Arrange the lines from the start of the material up to and including the line with "box: [16, 6, 1183, 775]" as a numbered list, leaving out blank lines.

(Collected data entries)

__________

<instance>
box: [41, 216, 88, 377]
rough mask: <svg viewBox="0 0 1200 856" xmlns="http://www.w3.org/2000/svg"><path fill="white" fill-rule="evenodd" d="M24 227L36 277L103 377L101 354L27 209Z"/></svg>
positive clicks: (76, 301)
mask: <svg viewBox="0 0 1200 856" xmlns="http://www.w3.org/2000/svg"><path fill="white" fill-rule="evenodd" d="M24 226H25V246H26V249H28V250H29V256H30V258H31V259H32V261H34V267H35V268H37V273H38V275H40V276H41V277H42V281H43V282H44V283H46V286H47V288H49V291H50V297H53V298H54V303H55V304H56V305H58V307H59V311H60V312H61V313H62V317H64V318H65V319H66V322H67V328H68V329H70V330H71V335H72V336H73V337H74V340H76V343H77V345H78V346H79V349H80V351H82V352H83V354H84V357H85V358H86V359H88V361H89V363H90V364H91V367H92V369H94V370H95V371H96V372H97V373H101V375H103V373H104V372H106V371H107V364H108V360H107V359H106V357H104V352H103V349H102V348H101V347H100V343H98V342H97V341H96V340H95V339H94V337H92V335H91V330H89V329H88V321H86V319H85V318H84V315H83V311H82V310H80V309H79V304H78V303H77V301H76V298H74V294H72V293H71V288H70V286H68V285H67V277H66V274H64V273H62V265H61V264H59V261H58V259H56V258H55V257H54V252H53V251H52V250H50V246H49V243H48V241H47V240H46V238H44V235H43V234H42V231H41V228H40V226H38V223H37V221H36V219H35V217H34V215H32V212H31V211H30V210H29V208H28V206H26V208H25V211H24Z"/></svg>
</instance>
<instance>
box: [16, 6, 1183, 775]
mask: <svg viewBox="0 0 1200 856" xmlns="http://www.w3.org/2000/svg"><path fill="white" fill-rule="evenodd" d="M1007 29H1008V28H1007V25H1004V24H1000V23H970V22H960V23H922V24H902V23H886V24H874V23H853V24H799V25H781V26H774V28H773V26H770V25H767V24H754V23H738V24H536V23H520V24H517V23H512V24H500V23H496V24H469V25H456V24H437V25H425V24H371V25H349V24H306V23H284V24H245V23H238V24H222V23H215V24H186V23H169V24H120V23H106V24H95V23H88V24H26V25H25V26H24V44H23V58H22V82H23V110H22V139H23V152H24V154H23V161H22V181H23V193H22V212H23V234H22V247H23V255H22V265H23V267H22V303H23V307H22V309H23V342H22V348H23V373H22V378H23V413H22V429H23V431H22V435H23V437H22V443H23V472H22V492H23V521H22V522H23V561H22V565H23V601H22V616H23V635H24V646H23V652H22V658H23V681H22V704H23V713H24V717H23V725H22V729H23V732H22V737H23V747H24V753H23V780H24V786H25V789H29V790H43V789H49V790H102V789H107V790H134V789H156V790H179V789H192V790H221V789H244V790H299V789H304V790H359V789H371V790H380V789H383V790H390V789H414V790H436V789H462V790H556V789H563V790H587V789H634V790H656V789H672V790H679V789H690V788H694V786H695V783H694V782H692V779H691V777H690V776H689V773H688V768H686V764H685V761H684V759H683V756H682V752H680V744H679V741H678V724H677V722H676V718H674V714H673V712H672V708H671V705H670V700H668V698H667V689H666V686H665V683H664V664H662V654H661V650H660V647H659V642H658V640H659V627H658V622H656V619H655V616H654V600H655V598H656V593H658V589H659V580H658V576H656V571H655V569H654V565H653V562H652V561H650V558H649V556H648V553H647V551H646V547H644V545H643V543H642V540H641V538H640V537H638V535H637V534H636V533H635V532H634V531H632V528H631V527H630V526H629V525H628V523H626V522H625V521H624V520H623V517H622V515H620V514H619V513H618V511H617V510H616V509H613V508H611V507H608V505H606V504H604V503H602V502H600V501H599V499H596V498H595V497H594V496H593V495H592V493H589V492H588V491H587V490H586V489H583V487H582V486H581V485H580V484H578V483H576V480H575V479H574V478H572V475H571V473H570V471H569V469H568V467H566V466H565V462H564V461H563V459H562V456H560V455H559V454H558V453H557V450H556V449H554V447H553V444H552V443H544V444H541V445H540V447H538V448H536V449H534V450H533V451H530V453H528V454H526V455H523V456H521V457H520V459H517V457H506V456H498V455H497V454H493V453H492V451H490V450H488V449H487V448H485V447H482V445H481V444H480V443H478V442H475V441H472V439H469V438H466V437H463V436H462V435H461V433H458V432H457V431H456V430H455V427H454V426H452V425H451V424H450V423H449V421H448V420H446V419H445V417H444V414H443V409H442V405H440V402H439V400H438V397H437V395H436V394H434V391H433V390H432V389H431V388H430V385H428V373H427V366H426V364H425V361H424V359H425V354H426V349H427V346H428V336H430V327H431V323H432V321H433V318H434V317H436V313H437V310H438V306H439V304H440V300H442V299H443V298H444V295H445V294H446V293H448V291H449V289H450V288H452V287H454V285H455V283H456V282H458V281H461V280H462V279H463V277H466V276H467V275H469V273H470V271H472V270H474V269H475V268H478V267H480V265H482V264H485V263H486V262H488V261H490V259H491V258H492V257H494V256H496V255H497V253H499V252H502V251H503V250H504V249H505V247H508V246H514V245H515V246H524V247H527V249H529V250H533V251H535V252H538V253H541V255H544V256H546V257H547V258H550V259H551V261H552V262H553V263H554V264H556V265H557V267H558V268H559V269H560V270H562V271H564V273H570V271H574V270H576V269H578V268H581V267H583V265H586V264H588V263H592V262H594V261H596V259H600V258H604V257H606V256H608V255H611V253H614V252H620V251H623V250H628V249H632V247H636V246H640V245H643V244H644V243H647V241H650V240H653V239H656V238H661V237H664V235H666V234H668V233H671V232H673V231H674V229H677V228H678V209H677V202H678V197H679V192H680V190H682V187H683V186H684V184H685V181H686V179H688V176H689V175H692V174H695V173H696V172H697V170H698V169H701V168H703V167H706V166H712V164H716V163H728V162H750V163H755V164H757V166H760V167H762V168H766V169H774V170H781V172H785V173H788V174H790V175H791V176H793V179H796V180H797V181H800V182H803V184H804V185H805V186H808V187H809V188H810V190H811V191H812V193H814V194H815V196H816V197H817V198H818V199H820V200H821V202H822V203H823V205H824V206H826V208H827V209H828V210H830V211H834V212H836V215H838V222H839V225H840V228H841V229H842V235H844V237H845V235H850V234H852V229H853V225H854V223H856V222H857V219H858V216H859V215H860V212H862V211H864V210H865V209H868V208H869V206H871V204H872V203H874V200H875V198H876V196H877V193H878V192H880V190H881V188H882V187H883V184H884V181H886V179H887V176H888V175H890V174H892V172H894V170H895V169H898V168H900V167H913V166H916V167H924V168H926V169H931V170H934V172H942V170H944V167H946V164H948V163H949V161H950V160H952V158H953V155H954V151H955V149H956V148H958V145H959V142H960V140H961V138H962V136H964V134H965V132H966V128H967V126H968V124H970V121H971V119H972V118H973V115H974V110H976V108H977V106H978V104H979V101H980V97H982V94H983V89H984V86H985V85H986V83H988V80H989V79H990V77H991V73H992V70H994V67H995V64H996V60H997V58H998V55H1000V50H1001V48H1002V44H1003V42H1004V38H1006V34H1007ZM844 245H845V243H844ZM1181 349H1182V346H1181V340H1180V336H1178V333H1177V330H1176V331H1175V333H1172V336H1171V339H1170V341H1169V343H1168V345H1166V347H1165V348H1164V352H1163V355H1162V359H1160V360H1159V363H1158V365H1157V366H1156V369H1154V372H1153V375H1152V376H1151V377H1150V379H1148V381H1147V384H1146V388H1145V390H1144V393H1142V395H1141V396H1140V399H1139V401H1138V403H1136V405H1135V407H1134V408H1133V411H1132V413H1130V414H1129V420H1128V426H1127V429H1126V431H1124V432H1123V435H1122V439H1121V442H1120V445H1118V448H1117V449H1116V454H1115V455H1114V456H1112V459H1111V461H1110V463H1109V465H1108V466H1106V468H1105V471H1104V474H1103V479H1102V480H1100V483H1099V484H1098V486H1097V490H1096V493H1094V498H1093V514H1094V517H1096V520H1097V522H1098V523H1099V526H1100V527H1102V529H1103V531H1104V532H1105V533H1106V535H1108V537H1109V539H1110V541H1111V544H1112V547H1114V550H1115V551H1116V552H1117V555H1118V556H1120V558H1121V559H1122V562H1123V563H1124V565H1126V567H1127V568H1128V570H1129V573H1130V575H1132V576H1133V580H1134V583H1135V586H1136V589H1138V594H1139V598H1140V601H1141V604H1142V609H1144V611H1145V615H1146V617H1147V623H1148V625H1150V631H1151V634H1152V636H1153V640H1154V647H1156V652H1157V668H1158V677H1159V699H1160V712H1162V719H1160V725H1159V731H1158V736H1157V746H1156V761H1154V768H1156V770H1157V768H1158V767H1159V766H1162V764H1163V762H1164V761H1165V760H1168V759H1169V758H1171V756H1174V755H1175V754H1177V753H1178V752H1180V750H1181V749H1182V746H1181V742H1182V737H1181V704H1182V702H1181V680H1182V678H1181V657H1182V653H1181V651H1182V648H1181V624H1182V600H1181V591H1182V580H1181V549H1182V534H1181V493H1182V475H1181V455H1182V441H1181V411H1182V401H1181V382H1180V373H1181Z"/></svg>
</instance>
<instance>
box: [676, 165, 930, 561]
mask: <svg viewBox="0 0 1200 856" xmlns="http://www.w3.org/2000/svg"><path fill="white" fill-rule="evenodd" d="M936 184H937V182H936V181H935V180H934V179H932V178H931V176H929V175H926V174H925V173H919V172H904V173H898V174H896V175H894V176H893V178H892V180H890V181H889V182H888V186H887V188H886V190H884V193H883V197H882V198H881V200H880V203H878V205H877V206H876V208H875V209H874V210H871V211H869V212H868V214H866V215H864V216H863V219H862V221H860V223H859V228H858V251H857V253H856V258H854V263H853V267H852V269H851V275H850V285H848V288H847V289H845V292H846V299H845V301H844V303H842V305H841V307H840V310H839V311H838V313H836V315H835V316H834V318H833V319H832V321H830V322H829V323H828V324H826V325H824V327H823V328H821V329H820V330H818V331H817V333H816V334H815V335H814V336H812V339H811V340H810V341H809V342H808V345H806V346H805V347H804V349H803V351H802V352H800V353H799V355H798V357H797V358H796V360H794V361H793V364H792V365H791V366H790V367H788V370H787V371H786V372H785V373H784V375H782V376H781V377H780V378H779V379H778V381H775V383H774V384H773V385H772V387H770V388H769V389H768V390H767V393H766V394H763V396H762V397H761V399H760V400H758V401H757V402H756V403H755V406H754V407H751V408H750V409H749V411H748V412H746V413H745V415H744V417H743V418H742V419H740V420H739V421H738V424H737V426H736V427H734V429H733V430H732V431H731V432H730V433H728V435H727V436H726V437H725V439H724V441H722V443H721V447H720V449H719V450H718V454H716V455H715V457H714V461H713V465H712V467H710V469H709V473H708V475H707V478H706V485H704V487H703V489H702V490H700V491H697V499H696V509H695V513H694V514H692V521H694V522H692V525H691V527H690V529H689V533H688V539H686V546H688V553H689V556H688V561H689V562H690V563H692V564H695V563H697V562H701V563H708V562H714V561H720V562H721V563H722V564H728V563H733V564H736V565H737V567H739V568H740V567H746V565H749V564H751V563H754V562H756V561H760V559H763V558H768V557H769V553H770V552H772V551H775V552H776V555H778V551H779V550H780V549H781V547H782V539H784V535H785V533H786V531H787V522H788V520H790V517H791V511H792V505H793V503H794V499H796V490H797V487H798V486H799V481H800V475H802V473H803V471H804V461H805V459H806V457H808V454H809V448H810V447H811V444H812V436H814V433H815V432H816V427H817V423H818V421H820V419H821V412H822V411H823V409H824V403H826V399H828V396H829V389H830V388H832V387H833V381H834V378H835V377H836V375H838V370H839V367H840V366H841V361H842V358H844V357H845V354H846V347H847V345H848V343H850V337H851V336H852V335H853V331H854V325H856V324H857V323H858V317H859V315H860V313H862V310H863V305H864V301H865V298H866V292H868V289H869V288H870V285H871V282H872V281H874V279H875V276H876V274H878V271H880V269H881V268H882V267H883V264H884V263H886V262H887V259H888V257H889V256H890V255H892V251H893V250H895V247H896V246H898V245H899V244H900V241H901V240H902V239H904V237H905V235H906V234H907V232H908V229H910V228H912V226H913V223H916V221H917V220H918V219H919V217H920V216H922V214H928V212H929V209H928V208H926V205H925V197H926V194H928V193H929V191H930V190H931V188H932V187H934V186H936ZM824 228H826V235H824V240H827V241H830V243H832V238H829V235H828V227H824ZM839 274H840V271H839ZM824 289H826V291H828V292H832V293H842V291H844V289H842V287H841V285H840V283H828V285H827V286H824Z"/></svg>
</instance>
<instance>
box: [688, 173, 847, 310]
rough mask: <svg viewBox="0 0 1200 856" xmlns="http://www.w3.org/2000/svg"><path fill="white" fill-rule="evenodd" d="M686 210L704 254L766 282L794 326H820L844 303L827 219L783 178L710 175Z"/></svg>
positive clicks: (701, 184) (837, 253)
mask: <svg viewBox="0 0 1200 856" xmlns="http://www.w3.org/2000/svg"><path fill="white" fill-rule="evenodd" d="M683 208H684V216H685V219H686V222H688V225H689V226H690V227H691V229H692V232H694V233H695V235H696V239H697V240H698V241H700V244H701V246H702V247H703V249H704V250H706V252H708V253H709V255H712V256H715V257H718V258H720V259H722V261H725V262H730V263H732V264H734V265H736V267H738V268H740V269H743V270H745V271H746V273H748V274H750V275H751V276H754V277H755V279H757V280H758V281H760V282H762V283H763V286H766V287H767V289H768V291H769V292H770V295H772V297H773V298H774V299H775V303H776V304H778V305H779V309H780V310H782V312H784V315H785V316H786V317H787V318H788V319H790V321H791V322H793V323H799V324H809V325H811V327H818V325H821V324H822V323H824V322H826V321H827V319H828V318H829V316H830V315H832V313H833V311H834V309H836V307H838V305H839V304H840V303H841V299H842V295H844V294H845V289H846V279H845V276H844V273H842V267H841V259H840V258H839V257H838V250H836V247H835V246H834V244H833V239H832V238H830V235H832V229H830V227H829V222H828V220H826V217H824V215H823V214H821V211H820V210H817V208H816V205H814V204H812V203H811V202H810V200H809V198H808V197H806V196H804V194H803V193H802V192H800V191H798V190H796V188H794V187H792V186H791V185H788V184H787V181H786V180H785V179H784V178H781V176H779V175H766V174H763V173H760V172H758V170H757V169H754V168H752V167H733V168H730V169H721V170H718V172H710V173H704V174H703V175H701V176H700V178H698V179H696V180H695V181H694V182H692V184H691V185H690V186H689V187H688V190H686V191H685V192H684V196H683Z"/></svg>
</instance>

__________

■ Solution for this task ■
1. <instance>
2. box: [41, 216, 88, 377]
3. rough mask: <svg viewBox="0 0 1200 856" xmlns="http://www.w3.org/2000/svg"><path fill="white" fill-rule="evenodd" d="M24 227L36 277L103 377L101 354L27 209Z"/></svg>
4. positive clicks: (76, 301)
5. mask: <svg viewBox="0 0 1200 856" xmlns="http://www.w3.org/2000/svg"><path fill="white" fill-rule="evenodd" d="M24 226H25V246H26V249H28V250H29V256H30V258H31V259H32V261H34V267H35V268H37V273H38V275H40V276H41V277H42V281H43V282H44V283H46V286H47V288H49V291H50V297H53V298H54V303H55V304H56V305H58V307H59V311H60V312H61V313H62V317H64V318H65V319H66V322H67V328H68V329H70V330H71V335H72V336H73V337H74V340H76V343H77V345H78V346H79V349H80V351H82V352H83V354H84V357H85V358H86V359H88V361H89V363H90V364H91V367H92V369H94V370H95V371H96V372H97V373H101V375H103V373H104V372H106V371H107V364H108V360H107V359H106V357H104V352H103V349H102V348H101V347H100V343H98V342H97V341H96V340H95V339H94V337H92V335H91V330H89V329H88V321H86V319H85V318H84V315H83V311H82V310H80V309H79V304H78V303H77V301H76V298H74V294H72V293H71V288H70V286H68V285H67V277H66V274H64V273H62V265H61V264H59V261H58V259H56V258H55V257H54V252H53V251H52V250H50V246H49V243H48V241H47V240H46V238H44V235H43V234H42V231H41V228H40V226H38V223H37V221H36V219H35V217H34V215H32V212H31V211H30V210H29V208H28V206H26V208H25V211H24Z"/></svg>
6. </instance>
7. <instance>
8. box: [16, 6, 1183, 775]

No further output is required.